• [WHAT IS REQUIRED] Retype everything in the entries that follow, exactly as shown.

....

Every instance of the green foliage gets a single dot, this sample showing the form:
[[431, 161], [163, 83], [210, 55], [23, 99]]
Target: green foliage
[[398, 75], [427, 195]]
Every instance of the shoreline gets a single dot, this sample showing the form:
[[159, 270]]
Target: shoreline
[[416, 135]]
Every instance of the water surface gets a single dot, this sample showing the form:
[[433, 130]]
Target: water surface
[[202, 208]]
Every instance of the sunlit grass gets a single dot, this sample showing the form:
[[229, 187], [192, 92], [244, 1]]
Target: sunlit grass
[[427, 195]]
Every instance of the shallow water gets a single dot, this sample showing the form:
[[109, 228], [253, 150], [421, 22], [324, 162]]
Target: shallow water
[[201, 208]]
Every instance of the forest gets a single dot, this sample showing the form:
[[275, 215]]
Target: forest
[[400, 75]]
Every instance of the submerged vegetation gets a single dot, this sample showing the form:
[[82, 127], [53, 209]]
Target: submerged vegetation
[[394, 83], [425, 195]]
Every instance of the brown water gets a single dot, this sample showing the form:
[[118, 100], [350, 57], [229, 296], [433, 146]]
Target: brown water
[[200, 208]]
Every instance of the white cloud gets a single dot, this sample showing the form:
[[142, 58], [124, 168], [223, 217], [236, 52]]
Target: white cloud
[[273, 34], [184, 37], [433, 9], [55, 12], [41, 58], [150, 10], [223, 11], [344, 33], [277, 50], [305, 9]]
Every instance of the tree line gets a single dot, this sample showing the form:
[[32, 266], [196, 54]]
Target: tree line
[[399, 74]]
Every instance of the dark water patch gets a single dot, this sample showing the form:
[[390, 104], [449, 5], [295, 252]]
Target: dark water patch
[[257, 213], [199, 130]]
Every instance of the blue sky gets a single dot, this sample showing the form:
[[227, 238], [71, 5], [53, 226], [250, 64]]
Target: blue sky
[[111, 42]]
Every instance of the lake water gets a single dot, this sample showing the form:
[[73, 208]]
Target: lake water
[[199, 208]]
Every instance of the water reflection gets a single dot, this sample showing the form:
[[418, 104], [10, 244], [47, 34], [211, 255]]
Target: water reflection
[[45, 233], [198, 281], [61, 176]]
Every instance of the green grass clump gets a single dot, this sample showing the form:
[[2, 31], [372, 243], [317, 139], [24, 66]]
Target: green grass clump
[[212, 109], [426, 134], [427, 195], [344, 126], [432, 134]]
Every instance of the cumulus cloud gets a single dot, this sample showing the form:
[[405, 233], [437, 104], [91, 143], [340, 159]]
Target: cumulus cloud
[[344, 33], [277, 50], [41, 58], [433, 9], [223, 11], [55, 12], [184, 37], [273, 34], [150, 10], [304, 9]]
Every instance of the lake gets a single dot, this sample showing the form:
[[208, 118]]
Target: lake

....

• [SOLUTION]
Every instance of the green foliage gets a single dot, this sample showing the form:
[[431, 161], [163, 83], [210, 55], [23, 99]]
Target: green foliage
[[398, 75], [427, 195]]
Every instance of the shoreline gets a single dot, this sample showing the form:
[[159, 270]]
Target: shoreline
[[416, 135]]
Every instance of the water surface gets a single dot, this sample showing the form:
[[433, 130]]
Target: water surface
[[202, 208]]
Every instance of the sunlit grass gets a single dot, this sample showing the form:
[[229, 187], [192, 92], [244, 1]]
Target: sunlit grass
[[427, 195]]
Every instance of the shallow water gets a single dot, this sample showing the form:
[[109, 228], [253, 150], [421, 22], [324, 162]]
Target: shallow water
[[201, 208]]
Every instance of the forest gets a single dot, this sample showing the form:
[[275, 215]]
Target: forest
[[400, 75]]
Every instance of the submerged vegetation gets a single dot, this sample showing the form:
[[82, 127], [53, 209]]
Target: submerged vegetation
[[394, 83], [425, 195]]
Every instance of the brown water gets a single dot, this sample showing the form:
[[118, 100], [350, 57], [229, 296], [433, 146]]
Target: brown water
[[200, 208]]
Every instance of the white cloud gets a single dot, this sample showing the form:
[[142, 58], [124, 168], [223, 217], [236, 52]]
Target: white cloud
[[273, 34], [184, 37], [433, 9], [55, 12], [41, 58], [150, 10], [223, 11], [344, 33], [277, 50], [305, 9]]
Every instance of the tree line gets a single dot, this sample showing the form:
[[32, 266], [196, 54]]
Target: tree line
[[399, 74]]
Every instance of the dark water patch gets a single dot, this sample showing the form:
[[390, 104], [449, 5], [295, 252]]
Target: dark water patch
[[257, 213], [199, 130]]
Every instance of the blue sky gets a single dot, this sample showing the form:
[[227, 238], [71, 5], [53, 226], [250, 64]]
Target: blue sky
[[111, 42]]
Every instance of the lake water gets a single dot, this sample showing the form:
[[73, 208]]
Target: lake water
[[199, 208]]
Every instance of the water reflection gets a single dot, this sample showing the form:
[[418, 104], [10, 244], [47, 34], [211, 255]]
Target: water reflection
[[45, 233], [198, 281], [61, 176]]
Every instance of the green grass clump gets a single dot, this sample showing the form:
[[2, 31], [372, 243], [317, 139], [24, 66]]
Target: green grass clump
[[212, 109], [426, 134], [427, 195], [344, 126], [432, 134]]
Every instance of the cumulus cloud gets a single dot, this sample showing the form:
[[405, 233], [437, 104], [91, 143], [340, 159]]
Target: cumulus cloud
[[344, 33], [277, 50], [41, 58], [433, 9], [223, 11], [55, 12], [184, 37], [273, 34], [150, 10], [304, 9]]
Every instance of the lake gets a single dot, this sample showing the form:
[[208, 118]]
Target: lake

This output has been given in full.